Written exercise:
Rewrite the lines from the one containing "Study the photo above. For every instance of the truck side" through the end of the items, switching "thickest" to "widest" and leaving everything else unchanged.

(Coordinate annotation items)
====

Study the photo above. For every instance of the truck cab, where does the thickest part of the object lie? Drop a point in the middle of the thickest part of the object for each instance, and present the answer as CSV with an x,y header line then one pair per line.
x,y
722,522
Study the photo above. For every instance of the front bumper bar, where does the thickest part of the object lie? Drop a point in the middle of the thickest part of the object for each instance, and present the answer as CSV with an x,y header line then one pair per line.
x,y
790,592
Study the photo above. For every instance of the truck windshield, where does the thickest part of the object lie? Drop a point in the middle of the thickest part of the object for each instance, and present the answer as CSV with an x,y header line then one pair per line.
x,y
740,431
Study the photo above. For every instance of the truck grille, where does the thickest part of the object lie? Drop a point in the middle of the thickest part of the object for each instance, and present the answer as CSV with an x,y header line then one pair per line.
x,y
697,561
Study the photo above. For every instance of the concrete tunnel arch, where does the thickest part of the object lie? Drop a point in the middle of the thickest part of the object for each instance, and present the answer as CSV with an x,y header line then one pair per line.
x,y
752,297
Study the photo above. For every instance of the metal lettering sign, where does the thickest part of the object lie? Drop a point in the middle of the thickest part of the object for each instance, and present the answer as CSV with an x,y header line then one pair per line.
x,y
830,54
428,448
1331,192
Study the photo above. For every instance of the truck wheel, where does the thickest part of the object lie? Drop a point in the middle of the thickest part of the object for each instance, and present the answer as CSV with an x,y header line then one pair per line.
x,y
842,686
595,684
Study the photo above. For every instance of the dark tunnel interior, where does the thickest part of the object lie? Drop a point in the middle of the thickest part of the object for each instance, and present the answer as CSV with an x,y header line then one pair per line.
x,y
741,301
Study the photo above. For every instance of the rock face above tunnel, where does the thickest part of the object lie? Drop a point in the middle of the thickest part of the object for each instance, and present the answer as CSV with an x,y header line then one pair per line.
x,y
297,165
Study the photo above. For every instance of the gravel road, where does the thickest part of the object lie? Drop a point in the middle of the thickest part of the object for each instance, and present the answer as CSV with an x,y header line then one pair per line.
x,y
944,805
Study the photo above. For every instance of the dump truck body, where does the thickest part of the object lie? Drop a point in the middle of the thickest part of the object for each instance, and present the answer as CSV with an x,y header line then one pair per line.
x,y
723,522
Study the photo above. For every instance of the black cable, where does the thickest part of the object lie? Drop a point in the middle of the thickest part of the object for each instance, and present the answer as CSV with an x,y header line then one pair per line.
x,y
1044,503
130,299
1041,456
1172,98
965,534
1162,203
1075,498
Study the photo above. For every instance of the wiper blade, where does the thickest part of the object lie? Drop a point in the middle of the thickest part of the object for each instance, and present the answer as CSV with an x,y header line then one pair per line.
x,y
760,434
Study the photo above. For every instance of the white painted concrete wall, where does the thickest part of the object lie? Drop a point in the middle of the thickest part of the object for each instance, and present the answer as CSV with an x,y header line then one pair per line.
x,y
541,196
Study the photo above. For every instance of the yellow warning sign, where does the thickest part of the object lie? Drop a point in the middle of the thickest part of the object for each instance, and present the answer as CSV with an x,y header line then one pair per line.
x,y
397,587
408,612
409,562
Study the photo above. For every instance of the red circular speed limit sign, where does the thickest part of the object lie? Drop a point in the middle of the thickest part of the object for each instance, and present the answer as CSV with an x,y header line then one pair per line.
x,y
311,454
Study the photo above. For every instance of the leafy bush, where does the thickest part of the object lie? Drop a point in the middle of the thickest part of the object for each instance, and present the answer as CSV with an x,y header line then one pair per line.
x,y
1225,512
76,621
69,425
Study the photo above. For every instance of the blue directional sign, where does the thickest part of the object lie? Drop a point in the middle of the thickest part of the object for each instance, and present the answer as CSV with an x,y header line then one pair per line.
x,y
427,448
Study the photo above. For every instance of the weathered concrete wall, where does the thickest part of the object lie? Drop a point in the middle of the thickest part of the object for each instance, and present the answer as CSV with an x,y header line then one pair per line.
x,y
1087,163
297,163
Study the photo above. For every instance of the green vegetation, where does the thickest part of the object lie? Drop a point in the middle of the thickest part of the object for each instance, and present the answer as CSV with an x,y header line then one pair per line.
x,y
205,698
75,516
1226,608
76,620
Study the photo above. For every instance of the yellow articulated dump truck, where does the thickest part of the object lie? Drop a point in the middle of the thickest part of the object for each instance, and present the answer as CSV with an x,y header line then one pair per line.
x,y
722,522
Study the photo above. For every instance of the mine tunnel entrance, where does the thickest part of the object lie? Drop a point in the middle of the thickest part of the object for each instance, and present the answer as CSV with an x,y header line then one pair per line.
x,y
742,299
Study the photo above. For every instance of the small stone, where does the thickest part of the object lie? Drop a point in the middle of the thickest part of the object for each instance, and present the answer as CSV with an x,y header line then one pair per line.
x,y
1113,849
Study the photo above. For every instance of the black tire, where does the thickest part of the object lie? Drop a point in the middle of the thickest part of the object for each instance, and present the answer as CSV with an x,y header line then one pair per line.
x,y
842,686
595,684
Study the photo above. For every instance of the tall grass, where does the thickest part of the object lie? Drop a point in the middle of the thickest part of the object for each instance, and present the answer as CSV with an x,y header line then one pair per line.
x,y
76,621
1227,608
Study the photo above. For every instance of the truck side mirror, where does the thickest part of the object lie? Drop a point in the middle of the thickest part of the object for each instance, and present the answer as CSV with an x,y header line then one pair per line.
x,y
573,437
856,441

====

Response to this task:
Study the photo above. For every instance of the truck side mirror, where does the widest part of the object lie? Drop a point in the middle of the widest part of the object for each instance, and present the answer as CSV with an x,y header line then one pair per line.
x,y
573,437
856,441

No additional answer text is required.